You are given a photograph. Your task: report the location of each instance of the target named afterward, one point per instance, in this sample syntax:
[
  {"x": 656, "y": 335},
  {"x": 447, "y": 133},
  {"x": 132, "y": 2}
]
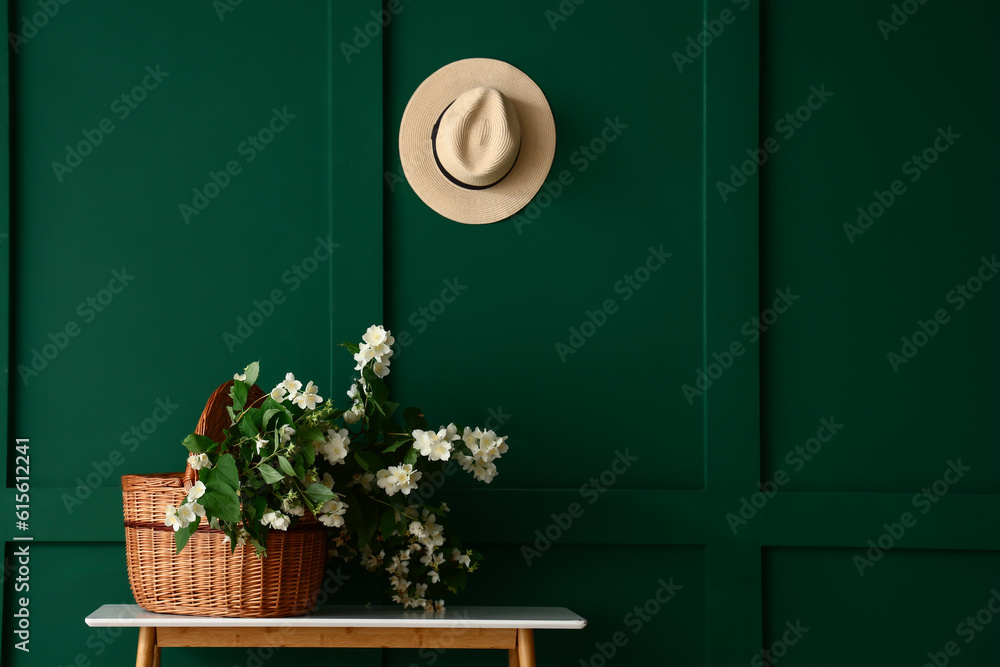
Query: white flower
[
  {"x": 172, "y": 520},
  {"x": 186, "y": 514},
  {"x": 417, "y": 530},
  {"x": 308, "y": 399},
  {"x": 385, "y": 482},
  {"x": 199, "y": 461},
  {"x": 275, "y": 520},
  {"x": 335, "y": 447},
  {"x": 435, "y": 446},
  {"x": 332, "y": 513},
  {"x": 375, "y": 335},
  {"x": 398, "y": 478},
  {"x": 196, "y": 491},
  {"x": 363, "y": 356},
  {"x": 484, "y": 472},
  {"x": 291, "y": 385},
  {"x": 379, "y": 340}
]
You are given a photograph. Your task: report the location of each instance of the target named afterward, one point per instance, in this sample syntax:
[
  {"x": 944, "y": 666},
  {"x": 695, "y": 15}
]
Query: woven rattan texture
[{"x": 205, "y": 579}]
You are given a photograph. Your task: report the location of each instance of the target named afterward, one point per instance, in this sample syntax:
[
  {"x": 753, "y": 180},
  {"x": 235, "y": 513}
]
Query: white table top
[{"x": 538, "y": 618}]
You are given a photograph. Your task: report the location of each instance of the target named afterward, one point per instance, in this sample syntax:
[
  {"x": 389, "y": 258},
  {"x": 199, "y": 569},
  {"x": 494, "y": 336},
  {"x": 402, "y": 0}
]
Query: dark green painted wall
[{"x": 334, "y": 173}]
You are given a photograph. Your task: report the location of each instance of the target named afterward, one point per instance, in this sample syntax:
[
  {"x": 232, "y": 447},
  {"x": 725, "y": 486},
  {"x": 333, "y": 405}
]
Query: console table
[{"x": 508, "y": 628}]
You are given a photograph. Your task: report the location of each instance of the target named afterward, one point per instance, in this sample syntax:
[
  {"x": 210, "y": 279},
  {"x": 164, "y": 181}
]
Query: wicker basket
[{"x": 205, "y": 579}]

---

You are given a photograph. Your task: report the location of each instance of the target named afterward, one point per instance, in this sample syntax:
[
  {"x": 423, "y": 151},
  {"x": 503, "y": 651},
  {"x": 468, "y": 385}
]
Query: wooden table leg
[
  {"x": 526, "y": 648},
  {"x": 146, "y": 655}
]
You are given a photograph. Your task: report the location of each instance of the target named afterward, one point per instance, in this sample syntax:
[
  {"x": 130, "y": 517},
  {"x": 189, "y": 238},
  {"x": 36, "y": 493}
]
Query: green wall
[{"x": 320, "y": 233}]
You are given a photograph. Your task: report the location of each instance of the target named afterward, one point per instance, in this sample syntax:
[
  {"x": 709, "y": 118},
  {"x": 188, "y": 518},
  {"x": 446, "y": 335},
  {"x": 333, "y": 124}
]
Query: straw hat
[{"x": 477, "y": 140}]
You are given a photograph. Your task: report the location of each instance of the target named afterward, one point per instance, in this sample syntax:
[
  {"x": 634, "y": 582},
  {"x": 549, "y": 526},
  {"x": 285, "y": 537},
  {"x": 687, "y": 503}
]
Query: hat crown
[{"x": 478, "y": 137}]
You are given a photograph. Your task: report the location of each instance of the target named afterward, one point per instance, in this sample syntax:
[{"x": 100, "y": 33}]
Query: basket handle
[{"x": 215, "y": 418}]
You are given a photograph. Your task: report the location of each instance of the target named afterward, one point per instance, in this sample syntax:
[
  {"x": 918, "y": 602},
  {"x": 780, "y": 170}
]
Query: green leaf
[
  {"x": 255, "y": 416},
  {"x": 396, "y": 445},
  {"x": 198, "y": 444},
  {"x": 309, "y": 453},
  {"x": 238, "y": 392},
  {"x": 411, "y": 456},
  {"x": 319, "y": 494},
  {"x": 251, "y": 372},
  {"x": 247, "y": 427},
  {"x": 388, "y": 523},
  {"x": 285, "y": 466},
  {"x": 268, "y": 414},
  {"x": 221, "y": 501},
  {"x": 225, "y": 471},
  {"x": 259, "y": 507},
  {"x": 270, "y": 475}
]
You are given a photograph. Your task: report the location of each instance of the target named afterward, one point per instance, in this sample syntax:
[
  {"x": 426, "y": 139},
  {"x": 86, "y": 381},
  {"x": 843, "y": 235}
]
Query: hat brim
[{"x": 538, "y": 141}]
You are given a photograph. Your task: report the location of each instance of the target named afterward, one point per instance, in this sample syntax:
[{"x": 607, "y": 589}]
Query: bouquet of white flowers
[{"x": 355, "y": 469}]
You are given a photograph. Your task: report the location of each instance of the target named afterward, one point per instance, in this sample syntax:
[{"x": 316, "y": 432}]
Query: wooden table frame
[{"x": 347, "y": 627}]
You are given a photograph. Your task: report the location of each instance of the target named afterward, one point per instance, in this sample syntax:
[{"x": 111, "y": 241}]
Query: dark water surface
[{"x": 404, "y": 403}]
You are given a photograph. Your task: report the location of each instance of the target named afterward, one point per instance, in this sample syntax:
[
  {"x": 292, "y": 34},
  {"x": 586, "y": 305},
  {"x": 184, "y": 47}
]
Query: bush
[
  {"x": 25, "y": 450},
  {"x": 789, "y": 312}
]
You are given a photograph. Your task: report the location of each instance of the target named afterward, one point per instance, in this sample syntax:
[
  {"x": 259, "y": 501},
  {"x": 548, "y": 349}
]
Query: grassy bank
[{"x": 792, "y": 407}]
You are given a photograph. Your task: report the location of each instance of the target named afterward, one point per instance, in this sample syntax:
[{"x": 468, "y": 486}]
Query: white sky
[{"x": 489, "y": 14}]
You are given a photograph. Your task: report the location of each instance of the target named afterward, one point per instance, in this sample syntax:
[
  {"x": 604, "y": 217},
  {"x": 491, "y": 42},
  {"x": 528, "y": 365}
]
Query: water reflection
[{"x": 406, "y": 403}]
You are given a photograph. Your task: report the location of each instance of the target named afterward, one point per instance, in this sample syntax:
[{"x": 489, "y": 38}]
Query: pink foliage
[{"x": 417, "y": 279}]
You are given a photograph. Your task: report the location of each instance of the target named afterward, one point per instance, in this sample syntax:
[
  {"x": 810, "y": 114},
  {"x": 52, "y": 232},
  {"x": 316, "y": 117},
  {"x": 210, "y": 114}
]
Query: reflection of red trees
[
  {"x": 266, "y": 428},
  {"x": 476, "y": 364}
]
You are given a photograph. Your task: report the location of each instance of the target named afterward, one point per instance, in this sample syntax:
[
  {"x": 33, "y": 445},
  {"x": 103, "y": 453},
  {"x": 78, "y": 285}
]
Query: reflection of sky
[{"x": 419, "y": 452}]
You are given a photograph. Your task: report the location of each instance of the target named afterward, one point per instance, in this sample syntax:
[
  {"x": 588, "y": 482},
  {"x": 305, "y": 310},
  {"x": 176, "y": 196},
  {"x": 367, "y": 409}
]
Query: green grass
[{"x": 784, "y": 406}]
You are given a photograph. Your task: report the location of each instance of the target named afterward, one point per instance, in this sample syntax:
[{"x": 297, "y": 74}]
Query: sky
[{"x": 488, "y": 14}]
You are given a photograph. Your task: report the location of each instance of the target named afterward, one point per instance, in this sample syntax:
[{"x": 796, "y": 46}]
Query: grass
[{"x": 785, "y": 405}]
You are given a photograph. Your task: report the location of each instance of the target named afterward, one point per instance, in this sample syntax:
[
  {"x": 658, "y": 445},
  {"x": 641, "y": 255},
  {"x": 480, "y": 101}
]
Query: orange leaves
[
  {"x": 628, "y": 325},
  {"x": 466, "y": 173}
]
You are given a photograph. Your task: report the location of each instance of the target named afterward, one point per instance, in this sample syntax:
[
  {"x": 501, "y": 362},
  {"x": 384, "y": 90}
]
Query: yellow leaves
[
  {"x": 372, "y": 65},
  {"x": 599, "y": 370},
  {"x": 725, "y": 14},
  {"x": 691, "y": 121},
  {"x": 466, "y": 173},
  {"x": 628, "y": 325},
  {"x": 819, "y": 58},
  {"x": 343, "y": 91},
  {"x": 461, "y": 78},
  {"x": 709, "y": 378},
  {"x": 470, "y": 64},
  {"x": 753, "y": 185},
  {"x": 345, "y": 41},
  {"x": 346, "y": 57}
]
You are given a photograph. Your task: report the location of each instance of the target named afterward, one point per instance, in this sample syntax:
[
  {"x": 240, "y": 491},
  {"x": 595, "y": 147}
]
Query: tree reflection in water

==

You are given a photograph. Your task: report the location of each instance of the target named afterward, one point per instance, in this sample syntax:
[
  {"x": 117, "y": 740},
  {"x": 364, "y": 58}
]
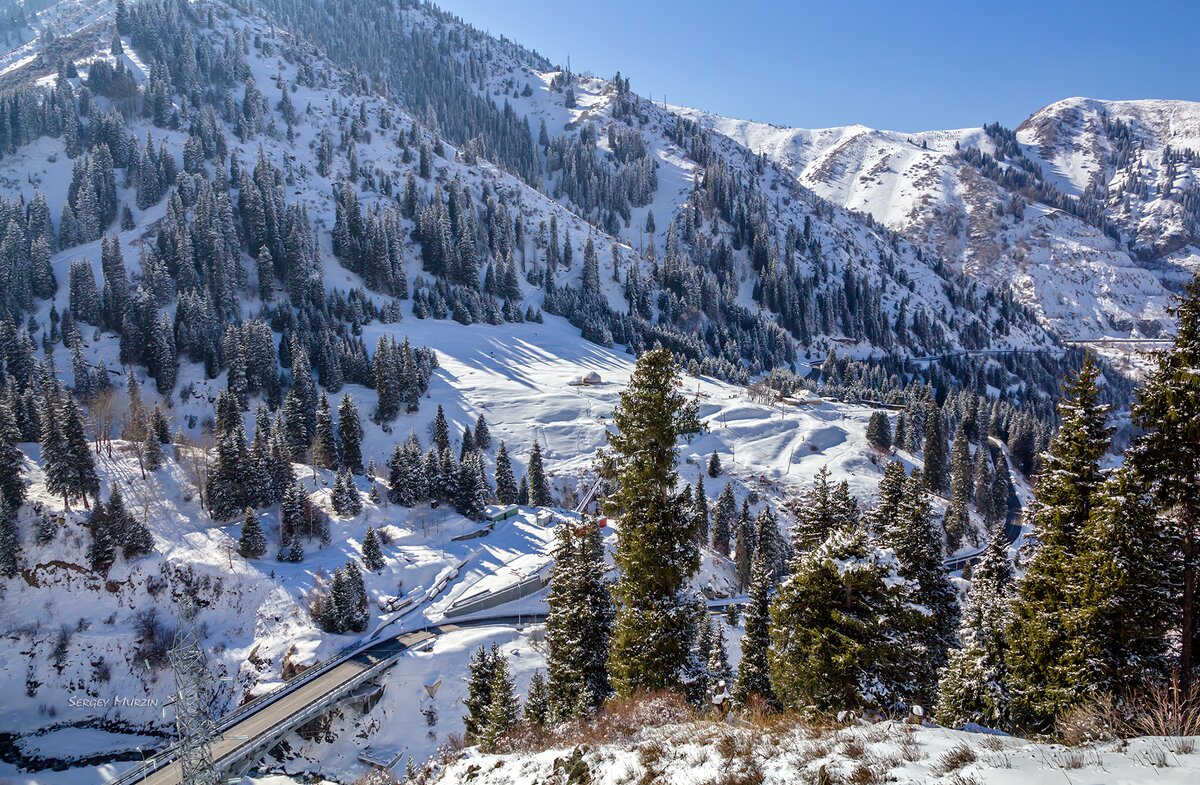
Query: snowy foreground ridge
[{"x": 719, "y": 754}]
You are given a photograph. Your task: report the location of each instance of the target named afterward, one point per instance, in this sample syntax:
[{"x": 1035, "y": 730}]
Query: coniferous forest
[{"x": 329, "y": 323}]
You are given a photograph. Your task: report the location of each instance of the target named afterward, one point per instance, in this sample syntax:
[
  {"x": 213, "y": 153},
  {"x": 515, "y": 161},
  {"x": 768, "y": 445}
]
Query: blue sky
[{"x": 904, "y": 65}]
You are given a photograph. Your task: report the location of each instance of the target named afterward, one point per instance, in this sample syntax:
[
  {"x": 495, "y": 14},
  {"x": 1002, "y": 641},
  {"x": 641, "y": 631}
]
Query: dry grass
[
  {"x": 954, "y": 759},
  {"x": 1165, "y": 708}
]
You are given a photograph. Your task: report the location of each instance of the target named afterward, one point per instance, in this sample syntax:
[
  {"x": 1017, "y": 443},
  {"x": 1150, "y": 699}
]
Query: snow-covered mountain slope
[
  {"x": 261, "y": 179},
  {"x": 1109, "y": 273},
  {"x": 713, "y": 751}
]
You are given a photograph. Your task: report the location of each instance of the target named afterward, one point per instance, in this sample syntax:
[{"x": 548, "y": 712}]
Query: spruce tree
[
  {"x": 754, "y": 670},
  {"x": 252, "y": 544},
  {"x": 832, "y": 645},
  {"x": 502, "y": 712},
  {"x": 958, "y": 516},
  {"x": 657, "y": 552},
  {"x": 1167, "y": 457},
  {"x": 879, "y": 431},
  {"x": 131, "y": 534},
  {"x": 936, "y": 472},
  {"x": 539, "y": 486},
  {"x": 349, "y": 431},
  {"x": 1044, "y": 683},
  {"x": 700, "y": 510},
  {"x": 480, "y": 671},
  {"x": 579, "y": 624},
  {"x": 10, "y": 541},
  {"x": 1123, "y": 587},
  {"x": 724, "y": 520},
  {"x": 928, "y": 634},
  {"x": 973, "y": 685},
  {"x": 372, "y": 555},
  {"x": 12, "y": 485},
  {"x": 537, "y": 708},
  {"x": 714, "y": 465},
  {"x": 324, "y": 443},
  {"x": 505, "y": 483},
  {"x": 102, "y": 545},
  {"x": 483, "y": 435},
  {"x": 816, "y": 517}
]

### Problem requirements
From the records above, extract exactly and only the lines that begin at the line with "Query: yellow leaves" and stop after the line with "Query: tree reflection in water".

### Response to the task
Query: yellow leaves
[
  {"x": 372, "y": 65},
  {"x": 599, "y": 370},
  {"x": 725, "y": 14},
  {"x": 691, "y": 121},
  {"x": 466, "y": 173},
  {"x": 628, "y": 325},
  {"x": 819, "y": 58},
  {"x": 343, "y": 91},
  {"x": 461, "y": 78},
  {"x": 709, "y": 378},
  {"x": 470, "y": 64},
  {"x": 753, "y": 185},
  {"x": 345, "y": 41},
  {"x": 346, "y": 57}
]
You are given a photograph. Your task: report the location of each instance of the target named afterward, one point per instance, in this sample syntax:
[
  {"x": 240, "y": 491},
  {"x": 595, "y": 147}
]
Query: tree reflection in water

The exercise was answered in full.